STATED PROBLEM: Beginning at the line with "target: dark roof eave", output each line to the end of the listing below exactly, please.

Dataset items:
------------------------

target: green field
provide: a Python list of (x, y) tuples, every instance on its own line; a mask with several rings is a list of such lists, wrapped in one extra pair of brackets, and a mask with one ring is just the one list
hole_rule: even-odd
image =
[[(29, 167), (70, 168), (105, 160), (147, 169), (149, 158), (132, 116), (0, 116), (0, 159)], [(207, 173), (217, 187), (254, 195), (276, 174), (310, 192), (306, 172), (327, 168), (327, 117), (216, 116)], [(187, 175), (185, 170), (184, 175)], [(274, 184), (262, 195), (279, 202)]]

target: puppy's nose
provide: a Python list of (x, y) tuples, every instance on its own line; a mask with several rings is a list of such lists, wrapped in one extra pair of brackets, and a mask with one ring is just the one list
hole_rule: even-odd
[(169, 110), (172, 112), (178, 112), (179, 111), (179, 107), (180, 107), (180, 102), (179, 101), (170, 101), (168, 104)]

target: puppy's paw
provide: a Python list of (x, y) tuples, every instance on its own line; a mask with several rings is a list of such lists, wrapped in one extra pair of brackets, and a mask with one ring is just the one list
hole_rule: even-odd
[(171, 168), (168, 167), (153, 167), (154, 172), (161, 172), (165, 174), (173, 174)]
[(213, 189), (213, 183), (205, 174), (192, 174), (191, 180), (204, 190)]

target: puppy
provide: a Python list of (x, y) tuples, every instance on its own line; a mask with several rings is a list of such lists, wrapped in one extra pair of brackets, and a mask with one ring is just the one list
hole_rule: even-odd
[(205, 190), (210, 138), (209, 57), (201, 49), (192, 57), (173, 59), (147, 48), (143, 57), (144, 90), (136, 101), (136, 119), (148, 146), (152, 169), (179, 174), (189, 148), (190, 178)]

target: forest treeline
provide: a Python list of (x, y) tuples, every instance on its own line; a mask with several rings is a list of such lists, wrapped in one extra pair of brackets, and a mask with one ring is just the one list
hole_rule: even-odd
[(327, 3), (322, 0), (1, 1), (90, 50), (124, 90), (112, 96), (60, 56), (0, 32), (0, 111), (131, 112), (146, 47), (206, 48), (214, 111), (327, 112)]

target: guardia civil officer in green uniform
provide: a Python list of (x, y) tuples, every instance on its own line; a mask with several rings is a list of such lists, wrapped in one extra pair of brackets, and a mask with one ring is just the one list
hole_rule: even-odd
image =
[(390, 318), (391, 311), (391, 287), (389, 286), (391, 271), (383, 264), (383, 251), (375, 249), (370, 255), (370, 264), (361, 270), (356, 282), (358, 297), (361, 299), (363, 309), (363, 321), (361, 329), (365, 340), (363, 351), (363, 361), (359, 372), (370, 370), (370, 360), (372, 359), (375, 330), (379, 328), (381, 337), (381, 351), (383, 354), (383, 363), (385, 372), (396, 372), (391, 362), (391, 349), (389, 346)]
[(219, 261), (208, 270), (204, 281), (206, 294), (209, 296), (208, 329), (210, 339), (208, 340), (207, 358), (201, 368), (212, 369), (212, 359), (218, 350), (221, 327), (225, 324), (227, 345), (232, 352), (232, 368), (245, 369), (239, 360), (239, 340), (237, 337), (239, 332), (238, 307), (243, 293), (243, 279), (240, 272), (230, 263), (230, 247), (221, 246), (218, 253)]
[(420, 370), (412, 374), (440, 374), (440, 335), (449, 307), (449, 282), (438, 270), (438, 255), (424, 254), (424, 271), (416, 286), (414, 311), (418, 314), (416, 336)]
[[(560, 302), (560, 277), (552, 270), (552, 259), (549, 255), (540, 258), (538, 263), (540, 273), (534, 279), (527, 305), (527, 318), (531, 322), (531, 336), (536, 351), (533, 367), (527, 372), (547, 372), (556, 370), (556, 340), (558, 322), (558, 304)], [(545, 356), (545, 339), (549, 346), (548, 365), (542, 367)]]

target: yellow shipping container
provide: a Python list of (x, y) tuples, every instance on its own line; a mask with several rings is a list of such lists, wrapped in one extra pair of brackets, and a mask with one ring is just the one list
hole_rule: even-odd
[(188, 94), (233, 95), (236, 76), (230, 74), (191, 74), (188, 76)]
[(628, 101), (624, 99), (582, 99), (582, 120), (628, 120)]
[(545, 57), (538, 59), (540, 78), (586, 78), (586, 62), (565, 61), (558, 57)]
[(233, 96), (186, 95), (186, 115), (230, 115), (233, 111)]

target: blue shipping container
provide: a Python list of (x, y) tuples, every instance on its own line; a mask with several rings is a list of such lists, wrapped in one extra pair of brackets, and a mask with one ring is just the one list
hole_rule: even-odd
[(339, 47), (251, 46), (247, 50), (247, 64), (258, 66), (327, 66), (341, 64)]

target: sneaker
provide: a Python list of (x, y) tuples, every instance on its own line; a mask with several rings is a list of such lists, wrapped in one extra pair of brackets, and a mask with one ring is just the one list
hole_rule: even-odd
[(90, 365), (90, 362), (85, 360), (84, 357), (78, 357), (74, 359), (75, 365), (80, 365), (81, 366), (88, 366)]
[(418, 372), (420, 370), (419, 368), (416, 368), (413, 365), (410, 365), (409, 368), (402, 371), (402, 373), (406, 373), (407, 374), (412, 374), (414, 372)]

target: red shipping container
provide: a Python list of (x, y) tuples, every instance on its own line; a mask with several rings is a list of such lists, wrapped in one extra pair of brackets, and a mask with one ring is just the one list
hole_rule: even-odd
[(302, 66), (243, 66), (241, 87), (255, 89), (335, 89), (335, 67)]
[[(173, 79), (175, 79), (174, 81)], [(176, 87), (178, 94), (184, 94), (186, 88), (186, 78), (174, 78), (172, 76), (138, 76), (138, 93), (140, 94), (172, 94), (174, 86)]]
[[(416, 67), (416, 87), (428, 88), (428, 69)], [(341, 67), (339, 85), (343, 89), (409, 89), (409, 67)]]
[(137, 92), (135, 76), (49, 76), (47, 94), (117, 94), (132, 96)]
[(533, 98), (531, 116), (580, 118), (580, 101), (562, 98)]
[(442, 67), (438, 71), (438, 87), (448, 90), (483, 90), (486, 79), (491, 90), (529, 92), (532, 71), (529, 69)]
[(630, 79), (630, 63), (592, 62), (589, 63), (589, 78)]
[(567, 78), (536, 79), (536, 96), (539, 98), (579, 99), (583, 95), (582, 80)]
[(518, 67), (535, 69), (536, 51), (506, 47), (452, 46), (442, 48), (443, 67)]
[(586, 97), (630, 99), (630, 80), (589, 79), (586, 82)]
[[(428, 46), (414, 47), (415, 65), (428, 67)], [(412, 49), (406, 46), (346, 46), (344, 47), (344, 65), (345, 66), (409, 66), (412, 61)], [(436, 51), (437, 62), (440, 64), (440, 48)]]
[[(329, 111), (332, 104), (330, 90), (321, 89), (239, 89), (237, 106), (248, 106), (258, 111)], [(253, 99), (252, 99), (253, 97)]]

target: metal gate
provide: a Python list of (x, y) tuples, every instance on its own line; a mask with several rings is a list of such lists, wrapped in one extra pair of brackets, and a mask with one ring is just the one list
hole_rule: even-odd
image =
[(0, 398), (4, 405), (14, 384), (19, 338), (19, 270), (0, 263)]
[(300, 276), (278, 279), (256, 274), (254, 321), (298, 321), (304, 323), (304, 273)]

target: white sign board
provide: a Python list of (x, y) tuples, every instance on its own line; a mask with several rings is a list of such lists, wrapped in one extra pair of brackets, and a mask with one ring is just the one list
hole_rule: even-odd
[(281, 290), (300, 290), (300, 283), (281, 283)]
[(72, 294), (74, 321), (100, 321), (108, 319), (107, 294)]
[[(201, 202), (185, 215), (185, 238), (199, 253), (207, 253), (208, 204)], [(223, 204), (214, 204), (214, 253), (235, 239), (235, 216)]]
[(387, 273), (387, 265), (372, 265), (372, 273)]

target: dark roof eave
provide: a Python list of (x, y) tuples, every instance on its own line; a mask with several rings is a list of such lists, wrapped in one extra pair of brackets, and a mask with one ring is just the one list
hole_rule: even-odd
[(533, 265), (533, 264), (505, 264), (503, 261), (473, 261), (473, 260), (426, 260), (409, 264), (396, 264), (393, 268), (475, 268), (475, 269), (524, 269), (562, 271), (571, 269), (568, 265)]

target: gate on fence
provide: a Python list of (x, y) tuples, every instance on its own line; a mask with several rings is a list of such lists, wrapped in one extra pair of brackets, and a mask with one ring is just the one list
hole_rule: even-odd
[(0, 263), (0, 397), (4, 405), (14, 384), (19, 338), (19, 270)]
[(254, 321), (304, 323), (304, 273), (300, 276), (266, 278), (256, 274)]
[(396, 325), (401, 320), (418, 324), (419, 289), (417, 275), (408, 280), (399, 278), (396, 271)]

------------------------

FULL RESPONSE:
target: dark roof eave
provide: a Python list of (x, y) tuples, every instance on its own line; a mask with several rings is a list of such lists, wrapped in one extra pair of brackets, and a mask with one ring is just the one list
hole_rule: even-odd
[(533, 265), (533, 264), (505, 264), (503, 261), (473, 261), (473, 260), (426, 260), (409, 264), (396, 264), (393, 268), (475, 268), (475, 269), (524, 269), (562, 271), (571, 269), (568, 265)]

target: gate on fence
provide: a Python list of (x, y) tuples, every instance on its own line; a mask with several rings is a list of such lists, wrapped in one extra pair of brackets, and a mask with one ring is just the one list
hole_rule: even-odd
[(0, 263), (0, 397), (4, 405), (14, 384), (19, 338), (19, 270)]
[(254, 321), (304, 323), (304, 273), (300, 276), (266, 278), (256, 274)]
[(396, 325), (401, 320), (418, 324), (419, 289), (417, 275), (408, 280), (399, 278), (396, 271)]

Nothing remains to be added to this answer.